§ **EXERCISE OBJECTIVE**
Output every line below exactly.

§ **MATERIALS PROVIDED**
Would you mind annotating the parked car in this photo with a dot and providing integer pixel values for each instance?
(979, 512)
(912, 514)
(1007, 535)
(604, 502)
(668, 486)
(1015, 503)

§ **RESPONSE TO THE TASK**
Would you mind annotating the parked car in this photo with a dot and providing integer pixel values for each instance?
(979, 512)
(912, 514)
(1007, 535)
(604, 502)
(668, 486)
(1015, 503)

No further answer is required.